TASK REQUIREMENTS ::
A) Translate this sentence from the church cookbook piece into Spanish: "Really, we don’t want to over-think this."
B) In the church cookbook piece, rewrite the passage from "Snack Mixes are" up to and including "to over-think this.", swapping "Yellow Punch" for "Lemon Punch".

EXCERPT ::

__________________________________________________

Snack Mixes are real crowd pleasers when the church ladies get together for Bible Study or just to dish on the new pastor’s cheeky little wife who you’re going to have to be nice to whether you like her or not. Serve up some of Stacy McCoy’s “Rice Chex Puppy Chow,” (make plenty so there’s some left over for the kids), from Bread of Life, A Collection of Recipes from Salem Baptist Church (2003, Milledgeville, GA – 4 squash, 6 broccoli casseroles), and if you really want to go whole hog whip up a “Pig Licking Cake” or “Oreo Trifle” for dessert. Those of adventurous palate might enjoy a side dish of Candi Badcock’s, “Table, Table, Tee, Tee,” (canned asparagus marinated in bottled salad dressing, sugar and sesame oil), and of course you want to have plenty of Yellow Punch I (straight up) or II (with Mountain Dew) on hand to sip. Really, we don’t want to over-think this.

But the real Queen of Church Lady Cookbooks may well be the New Orleans Baptist Theological Seminary’s Baptist Dishes Worth Blessing (4th Printing, 1987 - 3 squash, 2 broccoli casseroles), if only for the photo of the quintessential Baptist church lady on the cover. Table’s set with the best company china, silver goblets, you just know she’s fantasizing about what she’d serve Jesus if he were to come to dinner. I’m thinking “Amiable Chicken Curry,” (It just wouldn’t do to serve the Savior pissed off poultry, would it?), with Mrs. Bobby Neese’s “Mayonnaise Quick Bread,” Glennis Williams’ “Squash Balls,” and Ivy O’Hara’s “7-Up Cake” for dessert. And of course for starters she’d serve that most southern of nibbles, cheddar cheese straws. I’ve tried them, and they are so seriously good I swear you’ll never eat Cheetos again.



Cheese Straws
(Compliments of Mrs. Claude Howe
Baptist Dishes Worth Blessing)

1 pound grated sharp cheddar cheese
1/2 cup unsalted butter (1 stick)
1/2 teaspoon salt
1/4 teaspoon red cayenne pepper
2 cups all-purpose flour

Place grated cheese and butter in large mixing bowl and allow to soften to room temperature. Cream by hand or with mixer. Sift together flour, salt and cayenne pepper. Gradually add dry ingredients to the butter and cheese. Mix thoroughly.

__________________________________________________

MATERIAL PROVIDED ::
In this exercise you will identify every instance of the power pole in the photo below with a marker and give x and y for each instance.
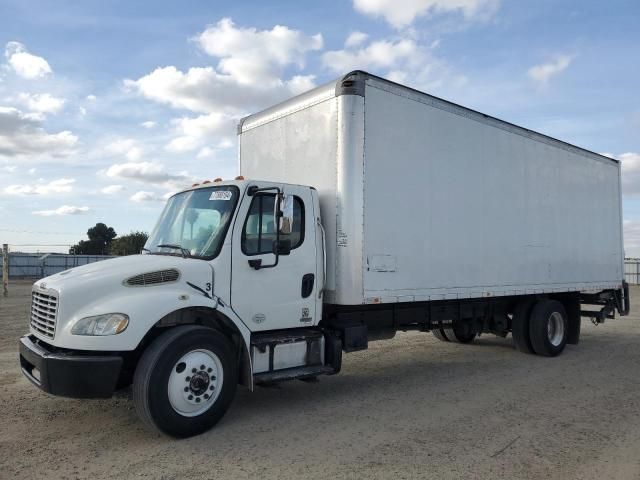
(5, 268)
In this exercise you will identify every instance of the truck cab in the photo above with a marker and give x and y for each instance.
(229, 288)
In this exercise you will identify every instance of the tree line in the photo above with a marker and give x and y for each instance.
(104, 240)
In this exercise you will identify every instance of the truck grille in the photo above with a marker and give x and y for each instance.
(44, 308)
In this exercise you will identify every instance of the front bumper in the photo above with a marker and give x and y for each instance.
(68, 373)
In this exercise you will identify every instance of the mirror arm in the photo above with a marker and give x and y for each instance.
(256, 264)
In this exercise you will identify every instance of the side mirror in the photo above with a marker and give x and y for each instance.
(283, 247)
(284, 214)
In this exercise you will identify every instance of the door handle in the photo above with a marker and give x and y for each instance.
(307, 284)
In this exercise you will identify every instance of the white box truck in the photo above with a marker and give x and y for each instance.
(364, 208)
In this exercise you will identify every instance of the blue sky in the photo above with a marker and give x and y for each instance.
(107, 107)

__________________________________________________

RESPONSES IN ORDER ::
A) En serio, no queremos darle demasiadas vueltas a esto.

B)
Snack Mixes are real crowd pleasers when the church ladies get together for Bible Study or just to dish on the new pastor’s cheeky little wife who you’re going to have to be nice to whether you like her or not. Serve up some of Stacy McCoy’s “Rice Chex Puppy Chow,” (make plenty so there’s some left over for the kids), from Bread of Life, A Collection of Recipes from Salem Baptist Church (2003, Milledgeville, GA – 4 squash, 6 broccoli casseroles), and if you really want to go whole hog whip up a “Pig Licking Cake” or “Oreo Trifle” for dessert. Those of adventurous palate might enjoy a side dish of Candi Badcock’s, “Table, Table, Tee, Tee,” (canned asparagus marinated in bottled salad dressing, sugar and sesame oil), and of course you want to have plenty of Lemon Punch I (straight up) or II (with Mountain Dew) on hand to sip. Really, we don’t want to over-think this.